What to produce: All of the entries must be reproduced exactly, with no images carried over.

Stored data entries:

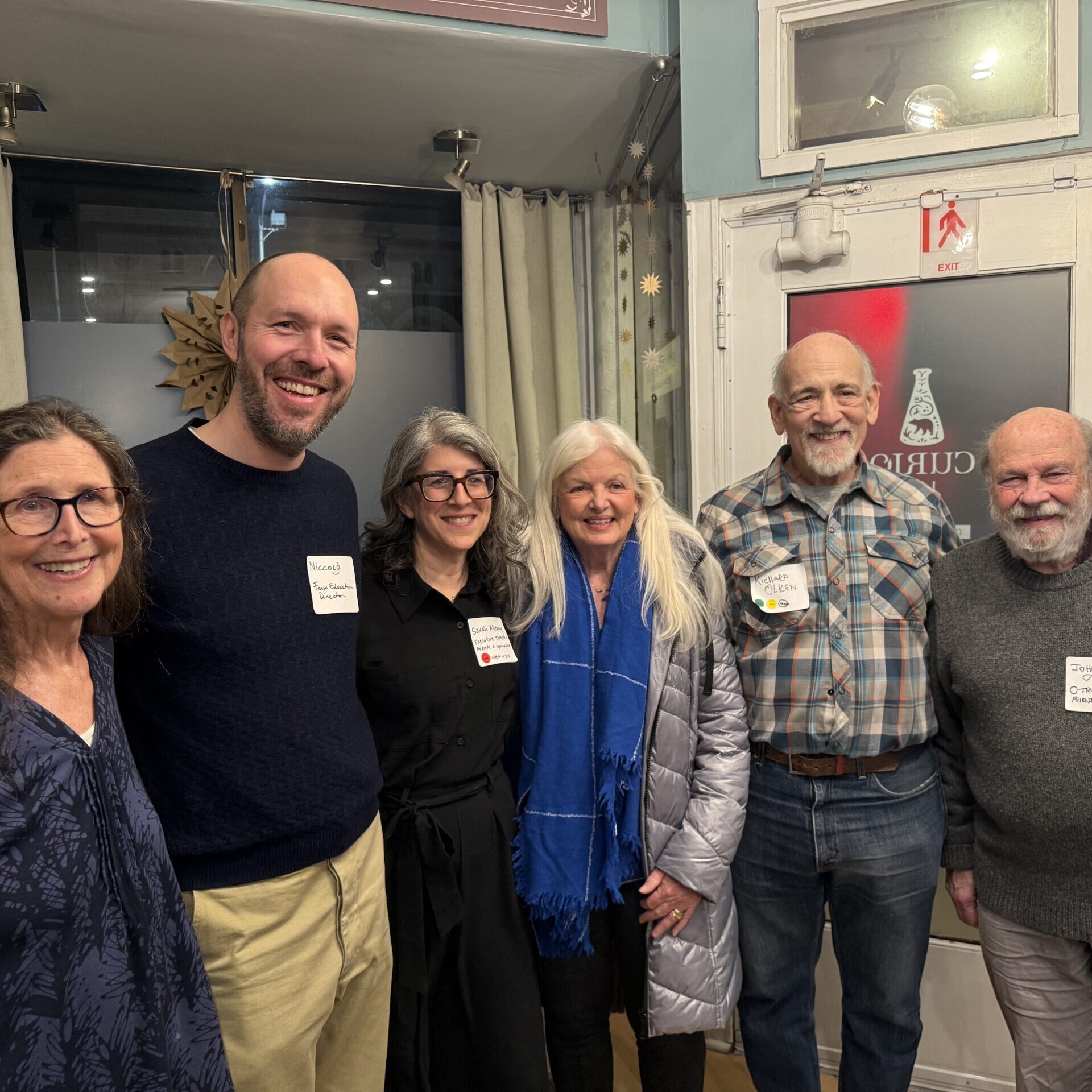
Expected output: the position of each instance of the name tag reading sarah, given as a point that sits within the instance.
(782, 589)
(491, 640)
(1079, 684)
(332, 580)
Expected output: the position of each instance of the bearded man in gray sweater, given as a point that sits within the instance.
(1010, 631)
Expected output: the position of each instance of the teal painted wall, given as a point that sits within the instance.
(642, 27)
(719, 52)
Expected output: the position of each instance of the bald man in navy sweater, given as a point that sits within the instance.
(238, 695)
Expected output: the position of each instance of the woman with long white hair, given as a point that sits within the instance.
(634, 779)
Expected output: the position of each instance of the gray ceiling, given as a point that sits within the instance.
(206, 83)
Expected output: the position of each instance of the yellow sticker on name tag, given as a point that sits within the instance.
(782, 589)
(1079, 684)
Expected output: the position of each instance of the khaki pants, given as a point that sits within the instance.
(1044, 986)
(300, 973)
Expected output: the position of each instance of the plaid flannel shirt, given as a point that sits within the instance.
(847, 675)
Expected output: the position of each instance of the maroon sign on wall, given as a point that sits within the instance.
(574, 16)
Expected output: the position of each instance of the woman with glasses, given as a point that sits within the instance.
(101, 979)
(436, 673)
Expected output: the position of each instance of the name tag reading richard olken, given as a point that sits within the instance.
(781, 590)
(332, 580)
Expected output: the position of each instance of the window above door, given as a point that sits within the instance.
(870, 81)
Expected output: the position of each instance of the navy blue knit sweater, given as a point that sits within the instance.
(239, 700)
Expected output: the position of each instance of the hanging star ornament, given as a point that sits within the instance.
(204, 370)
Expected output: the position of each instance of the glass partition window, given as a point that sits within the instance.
(102, 244)
(400, 248)
(874, 80)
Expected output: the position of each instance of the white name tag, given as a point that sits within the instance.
(491, 640)
(781, 590)
(1079, 684)
(333, 584)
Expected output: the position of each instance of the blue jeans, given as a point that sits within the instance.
(870, 847)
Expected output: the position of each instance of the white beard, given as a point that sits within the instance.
(1050, 545)
(830, 462)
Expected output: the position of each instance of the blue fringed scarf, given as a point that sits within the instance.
(582, 699)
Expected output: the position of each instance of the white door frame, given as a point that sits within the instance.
(1033, 214)
(731, 257)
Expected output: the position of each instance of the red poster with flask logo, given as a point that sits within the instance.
(953, 358)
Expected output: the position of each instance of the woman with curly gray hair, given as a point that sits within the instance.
(436, 674)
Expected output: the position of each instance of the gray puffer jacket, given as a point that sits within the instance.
(697, 766)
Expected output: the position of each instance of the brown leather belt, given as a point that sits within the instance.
(828, 766)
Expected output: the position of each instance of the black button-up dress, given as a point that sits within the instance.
(464, 1003)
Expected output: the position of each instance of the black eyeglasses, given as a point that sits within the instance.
(39, 516)
(440, 487)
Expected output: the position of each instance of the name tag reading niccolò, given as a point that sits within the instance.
(782, 589)
(1079, 684)
(491, 640)
(332, 580)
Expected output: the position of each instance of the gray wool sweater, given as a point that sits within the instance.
(1016, 764)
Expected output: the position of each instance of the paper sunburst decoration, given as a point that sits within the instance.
(204, 369)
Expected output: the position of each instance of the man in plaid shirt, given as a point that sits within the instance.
(828, 560)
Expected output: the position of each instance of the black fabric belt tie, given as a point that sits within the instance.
(420, 863)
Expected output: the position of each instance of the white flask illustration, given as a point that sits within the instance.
(922, 426)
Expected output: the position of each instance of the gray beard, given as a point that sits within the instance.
(828, 468)
(268, 428)
(1061, 546)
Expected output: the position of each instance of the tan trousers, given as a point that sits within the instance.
(300, 973)
(1044, 986)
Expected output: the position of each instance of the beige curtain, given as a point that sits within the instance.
(519, 322)
(13, 362)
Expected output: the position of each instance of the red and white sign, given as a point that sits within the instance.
(950, 239)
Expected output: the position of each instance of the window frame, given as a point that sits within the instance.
(776, 22)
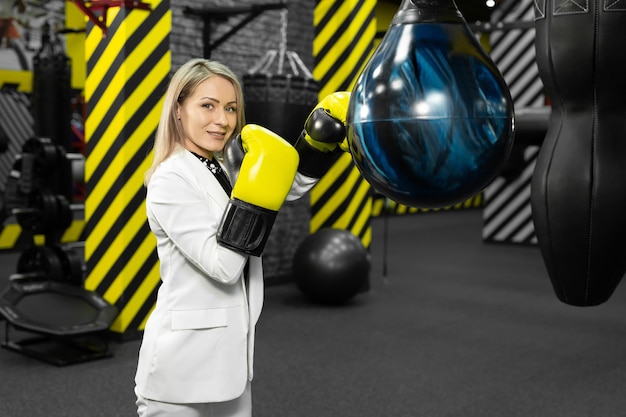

Answer space:
Expected output: the position of each instance of the name tag reading sarah, given as a point that sits within the instance.
(782, 589)
(491, 640)
(1079, 684)
(332, 580)
Expected output: the position of each instance of the bearded man in gray sweater, given as a point that sits within the instance.
(1010, 631)
Expected output: the position of each instance of the teal painted wall, given as a point that sits within the instance.
(642, 27)
(719, 52)
Expected output: the position of each instance of the bald man in navy sweater, given as a point that sits within the instance.
(238, 695)
Expected output: the position of each instance of the woman with long white hair, given as a point that sits within the instance.
(634, 779)
Expected output: the position of each instance of the gray ceiling, given as a point that sits within the instance.
(206, 83)
Expected output: the position of each instance of the yellow sticker on name tag, given as a point that sits within the instance.
(782, 589)
(1079, 684)
Expected output: the position of each instance of the khaki pants, given as a point that sits within the instance.
(1044, 986)
(300, 973)
Expected output: the position of each instance of the plaid flannel shirt, given as a point that sits within the instance.
(847, 675)
Expected output: the position of each instance of the maroon sign on wall, given as a point that sits within the instance.
(574, 16)
Expected output: the position of each instance of the woman with glasses, given as a point that sits within the instance.
(101, 979)
(436, 673)
Expected output: the position of each instance of the name tag reading richard olken, given as a point that sits within the instance.
(781, 590)
(332, 580)
Expected output: the position of each instance of the window above door, given as a point that sits within the instance.
(870, 81)
Expected output: the position of each instance of the navy blue knit sweater, given as a point that sits within the instance.
(239, 700)
Expected output: the position of each instance of the hanging star ornament, given as a point that sits within the instance.
(204, 370)
Expected output: the position of each instance of the glass partition window, given as a point that sits within the instance.
(102, 244)
(400, 248)
(874, 80)
Expected output: the position of each instance of the white name tag, given as a point that sits within the instance.
(491, 640)
(781, 590)
(1079, 684)
(333, 584)
Expected output: the position of each instance of the blue jeans, given as a point that sits within the instance.
(870, 847)
Expected output: the position of each instance of the white beard, given as a point that sits within the instance.
(1050, 545)
(830, 462)
Expected output: the position of each instance of the blue fringed scarf, given as a point that sits within the instance.
(582, 699)
Expected output: the position of each instance of the white door frame, given as a point that sits within the instance.
(1033, 214)
(731, 257)
Expected output: the position of each instance of the red poster with flask logo, given as a point that sits within the instance.
(953, 358)
Expected output: the position of each instance of the woman with curly gray hair, given as a point that sits within the instance.
(436, 674)
Expected output: the position of each instance of the gray puffer jacket, given as a point that sits within the instance.
(697, 766)
Expected output: the position of each instance of the brown leather belt, given as a point that sits within the instance.
(828, 766)
Expected output: the position of each instance of the black button-up dress, given as a point that sits within the instance.
(464, 1003)
Expected output: the position of each instance of the black eyeglasses, given as a point that sits within the instance.
(39, 516)
(440, 487)
Expected output: the position of each instance of the name tag reading niccolò, given as a point that sits within the instance.
(782, 589)
(1079, 684)
(491, 640)
(332, 580)
Expected output: the position of each instance of the gray wool sweater, given as a point that sits within the instance.
(1016, 764)
Expected output: the position of each instance of the paper sunburst decoration, given as a point that sits within the instance.
(204, 369)
Expected output: the position of each instance of the man in plaid shirt, given as a point that sits within the instance.
(828, 560)
Expected output: the position of each instance of the black fabric belt tie, given as a point that sits within the instance.
(420, 863)
Expected output: the position of each instance of the white flask illustration, given as a point that sits within the instance.
(922, 426)
Expected output: the position of each instance of the gray beard, given as a point that sits within the instance.
(828, 468)
(268, 428)
(1061, 546)
Expected output: the position of each instance of the tan trousers, given as a point that sits within the instance.
(300, 973)
(1044, 986)
Expected output: the position of each instance of the beige curtain, given as a point that sits within the instance.
(519, 322)
(13, 362)
Expected output: the position of each instance of the red and white sign, given as a point that sits within the instance.
(950, 239)
Expected output: the position of each instance of the window frame, given as a point that sits within the instance.
(776, 22)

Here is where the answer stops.